## [Exercises to complete]
A: Answer these questions about the excerpted passage below, marking each answer to match:
(i) What did the writer imagine traveling along a function curve?
(ii) How did the writer explain the existence of bullies at school?
(iii) Who linked to the American Statistical Association list in the last open thread?
B: Carry on the excerpted passage below, about childhood insights and an automatically graded education test, from its final sentence.

This seems like a basically positivist or postpositivist take on the topic, with shades of Occam's Razor. I was perhaps around twelve. (For the record, I haven't read the quantum mechanics sequence and this remains my default position to this day.)

Derivatives. I imagined tangent lines traveling along a function curve and thinking 'I wonder what it looks like when we measure that?' And so I would try to visualize the changing slopes of the tangent lines at the same time. I also remembering wondering how to reverse it. Obviously didn't get farther than that, but I remember being very surprised when I took calculus and realizing that the mind game I had been playing was hugely important and widespread, and could in fact be calculated.

At school my explanation for the existence of bullies was that it was (what I would later discover was called) a Nash equilibrium.

In the last open thread Lumifer linked to a list by the American Statistical Association with points that need to be understood to be considered statistically literate. In the same open thread in another comment sixes_and_sevens asked for statements we know are true but the average lay person gets wrong. As response he mainly got examples from the natural sciences and mathematics. Which makes me wonder, can we make a general test of education in all of these fields of knowledge that can be automatically graded? This test would serve as a benchmark for traditional educational methods and for autodidacts checking themselves.

## [Provided information]
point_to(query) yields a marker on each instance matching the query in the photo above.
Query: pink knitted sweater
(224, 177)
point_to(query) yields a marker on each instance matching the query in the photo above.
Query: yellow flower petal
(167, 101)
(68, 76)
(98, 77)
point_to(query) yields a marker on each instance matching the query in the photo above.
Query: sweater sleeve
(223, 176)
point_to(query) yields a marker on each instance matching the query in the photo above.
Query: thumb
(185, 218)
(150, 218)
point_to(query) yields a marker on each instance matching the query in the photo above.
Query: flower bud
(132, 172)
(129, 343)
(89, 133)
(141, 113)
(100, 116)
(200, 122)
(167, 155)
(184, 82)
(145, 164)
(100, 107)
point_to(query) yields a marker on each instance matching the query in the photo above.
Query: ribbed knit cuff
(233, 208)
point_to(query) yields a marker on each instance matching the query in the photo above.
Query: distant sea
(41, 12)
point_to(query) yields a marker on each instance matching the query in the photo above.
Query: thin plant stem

## [Answers below]
A:
(i) Tangent lines.
(ii) As a Nash equilibrium, a term the writer learned later.
(iii) Lumifer.

B:
I imagine having simple calculations for some things and multiple-choice tests for other scenarios where intuition suffices.

Edit: Please don't just upvote, try to point to similar ideas in your respective field or critique the idea.

What are some good paths toward good jobs, other than App Academy?

I've just finished the first draft of a series of posts on control theory, the book Behavior: The Control of Perception, and some commentary on its relevance to AI design. I'm looking for people willing to read the second draft next week and provide comments. Send me a PM or an email (I use the same username at gmail) if you're interested.

In particular, I'm looking for:

  • People with no engineering background.
  • People with tech backgrounds but no experience with control theory.
  • People with experience as controls engineers.

(Yes, that is basically a complete grouping of people. But somehow people are more likely to think you're looking for them if you specifically say you're looking for them, and I think I can learn different useful things about the post from people in those groups.)

The Unicorn Fallacy (warning, relates to politics)

Is there an existing name for that one? It's similar to the nirvana fallacy but looks sufficiently different to me...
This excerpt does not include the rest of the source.